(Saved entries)

• • •

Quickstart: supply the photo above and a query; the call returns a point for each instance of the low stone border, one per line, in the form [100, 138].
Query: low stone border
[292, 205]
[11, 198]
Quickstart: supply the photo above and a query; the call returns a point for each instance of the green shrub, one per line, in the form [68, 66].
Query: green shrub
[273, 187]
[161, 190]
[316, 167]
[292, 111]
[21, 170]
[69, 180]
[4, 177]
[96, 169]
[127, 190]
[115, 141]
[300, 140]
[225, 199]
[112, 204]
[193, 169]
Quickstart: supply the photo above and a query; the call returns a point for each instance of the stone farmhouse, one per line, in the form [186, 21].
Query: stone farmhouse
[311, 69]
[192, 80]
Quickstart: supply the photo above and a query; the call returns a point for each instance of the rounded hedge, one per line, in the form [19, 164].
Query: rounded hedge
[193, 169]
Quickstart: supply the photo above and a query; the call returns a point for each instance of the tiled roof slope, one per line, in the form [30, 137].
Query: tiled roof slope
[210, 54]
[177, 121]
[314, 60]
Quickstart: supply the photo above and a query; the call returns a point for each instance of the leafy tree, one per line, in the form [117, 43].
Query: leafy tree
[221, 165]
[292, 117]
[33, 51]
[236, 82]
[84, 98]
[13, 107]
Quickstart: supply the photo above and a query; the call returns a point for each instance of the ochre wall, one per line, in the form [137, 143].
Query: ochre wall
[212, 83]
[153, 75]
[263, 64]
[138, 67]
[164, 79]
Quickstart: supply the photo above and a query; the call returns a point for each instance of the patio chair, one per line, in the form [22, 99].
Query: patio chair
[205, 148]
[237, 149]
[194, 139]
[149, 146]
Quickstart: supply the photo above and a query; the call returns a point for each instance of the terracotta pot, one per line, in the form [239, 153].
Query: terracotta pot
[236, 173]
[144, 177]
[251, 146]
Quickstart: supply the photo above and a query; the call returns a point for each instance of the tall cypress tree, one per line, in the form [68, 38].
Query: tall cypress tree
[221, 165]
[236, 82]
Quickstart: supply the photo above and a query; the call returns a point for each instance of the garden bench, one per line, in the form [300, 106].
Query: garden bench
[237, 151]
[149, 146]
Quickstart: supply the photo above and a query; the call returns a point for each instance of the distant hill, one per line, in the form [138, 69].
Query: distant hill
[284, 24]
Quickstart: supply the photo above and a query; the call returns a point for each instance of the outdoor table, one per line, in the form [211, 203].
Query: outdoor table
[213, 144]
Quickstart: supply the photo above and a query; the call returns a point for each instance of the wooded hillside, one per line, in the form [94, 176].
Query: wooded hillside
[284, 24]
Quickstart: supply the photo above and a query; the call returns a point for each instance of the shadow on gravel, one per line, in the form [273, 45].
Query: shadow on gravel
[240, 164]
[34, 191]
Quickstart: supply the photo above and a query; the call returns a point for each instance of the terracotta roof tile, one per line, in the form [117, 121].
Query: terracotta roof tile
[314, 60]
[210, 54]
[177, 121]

• • •

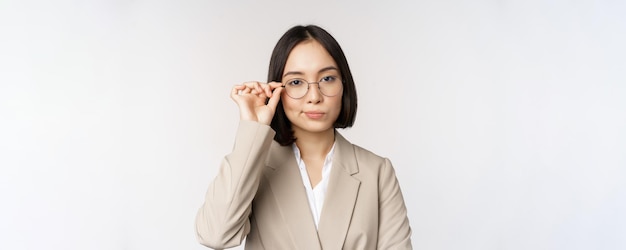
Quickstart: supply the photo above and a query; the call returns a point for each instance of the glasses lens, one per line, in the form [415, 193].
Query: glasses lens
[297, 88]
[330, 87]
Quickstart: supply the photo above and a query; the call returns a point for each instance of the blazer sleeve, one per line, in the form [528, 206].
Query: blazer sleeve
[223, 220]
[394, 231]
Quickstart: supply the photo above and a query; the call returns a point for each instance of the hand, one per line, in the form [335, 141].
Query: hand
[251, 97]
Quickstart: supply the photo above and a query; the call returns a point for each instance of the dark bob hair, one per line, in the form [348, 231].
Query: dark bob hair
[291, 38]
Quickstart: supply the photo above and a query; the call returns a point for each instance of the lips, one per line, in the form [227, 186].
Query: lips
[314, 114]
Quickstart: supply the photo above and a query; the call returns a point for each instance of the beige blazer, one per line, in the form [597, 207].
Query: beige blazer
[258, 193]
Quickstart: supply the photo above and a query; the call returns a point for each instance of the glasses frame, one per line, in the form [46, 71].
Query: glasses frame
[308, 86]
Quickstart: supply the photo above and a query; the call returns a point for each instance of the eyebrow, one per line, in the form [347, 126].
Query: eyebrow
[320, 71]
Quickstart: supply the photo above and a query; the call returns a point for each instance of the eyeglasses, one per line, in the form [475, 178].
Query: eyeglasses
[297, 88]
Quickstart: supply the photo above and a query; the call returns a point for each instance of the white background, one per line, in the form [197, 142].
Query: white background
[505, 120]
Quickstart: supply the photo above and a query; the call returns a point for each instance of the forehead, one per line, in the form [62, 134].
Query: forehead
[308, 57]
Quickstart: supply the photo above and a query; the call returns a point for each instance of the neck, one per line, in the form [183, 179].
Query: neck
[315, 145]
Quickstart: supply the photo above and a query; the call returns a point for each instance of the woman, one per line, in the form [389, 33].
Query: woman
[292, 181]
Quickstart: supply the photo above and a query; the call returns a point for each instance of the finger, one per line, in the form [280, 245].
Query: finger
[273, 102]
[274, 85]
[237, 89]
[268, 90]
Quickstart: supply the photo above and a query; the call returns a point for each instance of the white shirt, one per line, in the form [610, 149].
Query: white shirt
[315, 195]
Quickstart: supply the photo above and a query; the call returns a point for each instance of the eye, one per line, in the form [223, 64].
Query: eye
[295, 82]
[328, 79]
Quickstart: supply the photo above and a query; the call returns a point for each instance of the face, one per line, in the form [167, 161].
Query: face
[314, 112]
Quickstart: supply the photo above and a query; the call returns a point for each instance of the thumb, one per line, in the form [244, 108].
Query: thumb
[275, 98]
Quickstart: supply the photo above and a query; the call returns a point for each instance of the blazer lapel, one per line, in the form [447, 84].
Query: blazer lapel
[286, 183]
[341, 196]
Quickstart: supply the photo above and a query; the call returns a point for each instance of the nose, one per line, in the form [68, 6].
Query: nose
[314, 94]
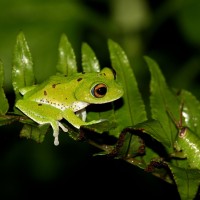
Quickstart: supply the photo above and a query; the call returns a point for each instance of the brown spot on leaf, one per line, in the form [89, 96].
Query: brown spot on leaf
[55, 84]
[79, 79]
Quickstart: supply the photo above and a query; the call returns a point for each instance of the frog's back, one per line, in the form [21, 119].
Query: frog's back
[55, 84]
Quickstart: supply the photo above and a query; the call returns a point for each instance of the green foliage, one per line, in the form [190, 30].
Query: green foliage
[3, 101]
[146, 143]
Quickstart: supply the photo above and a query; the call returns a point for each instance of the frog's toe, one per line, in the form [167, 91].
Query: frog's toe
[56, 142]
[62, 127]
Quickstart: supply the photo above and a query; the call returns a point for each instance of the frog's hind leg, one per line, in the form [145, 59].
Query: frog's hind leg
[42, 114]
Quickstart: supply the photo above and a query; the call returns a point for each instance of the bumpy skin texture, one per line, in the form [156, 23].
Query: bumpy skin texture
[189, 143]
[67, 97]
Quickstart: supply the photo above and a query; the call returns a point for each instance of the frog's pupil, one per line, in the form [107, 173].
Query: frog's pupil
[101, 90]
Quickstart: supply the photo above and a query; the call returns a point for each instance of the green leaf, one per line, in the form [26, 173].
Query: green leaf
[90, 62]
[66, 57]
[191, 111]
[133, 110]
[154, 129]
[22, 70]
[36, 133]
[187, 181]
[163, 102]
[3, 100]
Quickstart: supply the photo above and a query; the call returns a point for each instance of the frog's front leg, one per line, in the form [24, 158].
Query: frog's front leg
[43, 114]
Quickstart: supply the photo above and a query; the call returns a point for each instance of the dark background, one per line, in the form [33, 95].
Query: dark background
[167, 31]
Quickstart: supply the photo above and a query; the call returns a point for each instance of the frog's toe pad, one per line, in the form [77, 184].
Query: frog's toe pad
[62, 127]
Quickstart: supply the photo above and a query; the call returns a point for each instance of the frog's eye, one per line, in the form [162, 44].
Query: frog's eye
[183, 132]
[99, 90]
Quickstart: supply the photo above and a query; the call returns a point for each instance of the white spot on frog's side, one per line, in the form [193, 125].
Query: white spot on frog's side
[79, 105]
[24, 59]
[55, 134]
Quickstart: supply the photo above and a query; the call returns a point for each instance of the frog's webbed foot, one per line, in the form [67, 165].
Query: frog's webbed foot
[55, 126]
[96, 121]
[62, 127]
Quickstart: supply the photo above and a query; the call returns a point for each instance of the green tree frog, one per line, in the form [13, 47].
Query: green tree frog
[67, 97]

• • •

> **What needs to be done**
Copy exactly the stretch of data above from the line with "form [100, 138]." through the line with "form [68, 66].", and omit all other lines.

> **Written response**
Quickstart: supply the photo above and a query; the call returns a point for each instance of the low stone border, one per line, in the form [100, 138].
Query: low stone border
[292, 205]
[11, 198]
Quickstart: supply the photo above and a query; the call returns a point for each instance of the green shrub, one per line, in the form [68, 66].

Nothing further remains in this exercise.